# [ARBEITSAUFTRÄGE]
A) Prüfe anhand des Interviews über das Praktikum in Temeswar, ob die Aussagen (i) bis (iii) zutreffen: (i) Miriam Österreicher studiert Grundschullehramt an der Pädagogischen Hochschule Karlsruhe. (ii) Sie war während des Praktikums zum ersten Mal in Temeswar. (iii) An der Lenauschule wird auf Rumänisch unterrichtet. Beantworte jede Aussage mit Ja oder Nein und zitiere die entscheidende Stelle wörtlich.
B) Wer hat laut dem Interview über das Praktikum in Temeswar nach Miriams Rückkehr mit ihr gesprochen?
C) Führe das Interview über das Praktikum in Temeswar nach dem letzten gezeigten Satz weiter.

Deutschlands angehende Lehrerinnen und Lehrer arbeiten in einem zunehmend globalisierten Umfeld. Auslandsaufenthalte sind in der heutigen Zeit unerlässlich für die Erweiterung der kulturellen Kompetenzen und ein Auslandspraktikum während der Praxisphase im Lehramtstudium ist die ideale Gelegenheit, sich ein berufliches und internationales Netzwerk aufzubauen. Miriam Österreicher, geboren 1999 in Karlsruhe mit Banater Wurzeln, wirkt seit vielen Jahren in der Kulturgruppe „Banater Schwabenkinder“ des Kreisverbandes Rastatt mit. Die Studentin für das Grundschullehramt an der Pädagogischen Hochschule Karlsruhe hat ein Auslandspraktikum an der Lenauschule in Temeswar absolviert. Nach ihrer Rückkehr hat der Kreisvorsitzende von Rastatt Dr. Norbert Neidenbach mit ihr über ihre Erfahrungen gesprochen.
Miriam, wie bist Du auf die Idee gekommen, Dein Auslandspraktikum an der Lenauschule in Temeswar zu machen?
Ich habe Temeswar schon öfter mit meiner Familie besucht. Doch ausschlaggebend waren für mich die Heimattage 2023 im Zeichen der europäischen Kulturhauptstadt, die positive und ausgelassene Stimmung in dieser Stadt. Seit Beginn meines Studiums wollte ich schon immer einen Auslandsaufenthalt durchführen, so kam ich auf Temeswar. Ich entschied mich für ein Praktikum an der Lenauschule, weil es eine Schule mit deutscher Unterrichtssprache ist und auch weil meine Mutter Dagmar und mein Vater Helmut früher zu den Lenauschülern gehörten.

# [BEREITGESTELLTE DATEN]

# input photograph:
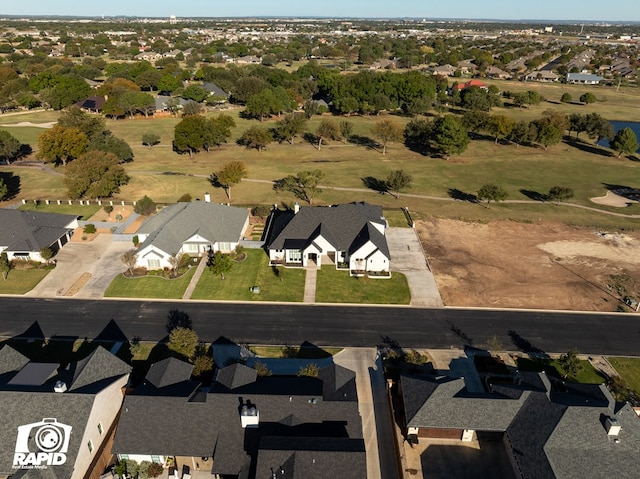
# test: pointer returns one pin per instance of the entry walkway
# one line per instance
(407, 257)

# [ANTWORTEN DER REIHE NACH]
A)
(i) Ja: „Die Studentin für das Grundschullehramt an der Pädagogischen Hochschule Karlsruhe hat ein Auslandspraktikum an der Lenauschule in Temeswar absolviert.“
(ii) Nein: „Ich habe Temeswar schon öfter mit meiner Familie besucht.“
(iii) Nein: „weil es eine Schule mit deutscher Unterrichtssprache ist“

B) Der Kreisvorsitzende von Rastatt, Dr. Norbert Neidenbach.

C)
Was musstest Du tun, um zum Ziel zu gelangen?
Die Bewerbung für das Auslandspraktikum verlief ähnlich wie die für die Praktika im Inland, welche ich bereits absolviert habe: Ich schickte ein Bewerbungsschreiben mit per E-Mail an die Direktorin der Lenauschule. Nach zehn Minuten bekam ich die Rückmeldung, dass ich herzlich willkommen sei. Alles Organisatorische regelte ich direkt mit der Direktorin, wie zum Beispiel Übernachtungs- oder Essensmöglichkeiten in der Kantine. So hatte ich die Möglichkeit, in einem Gästezimmer des ehemaligen Internats der Lenauschule zu übernachten. Mein Zimmer hatte ein integriertes Bad mit Dusche. Außerdem gab es Zugriff auf stabiles WLAN, was wichtig war für die Vorbereitung der Unterrichtsstunden. Das Zimmer hatte drei Betten, aber ich wohnte hier sieben Wochen allein und habe mich hier sehr wohlgefühlt.
Wie war die Ankunft als Praktikantin an der Lenauschule?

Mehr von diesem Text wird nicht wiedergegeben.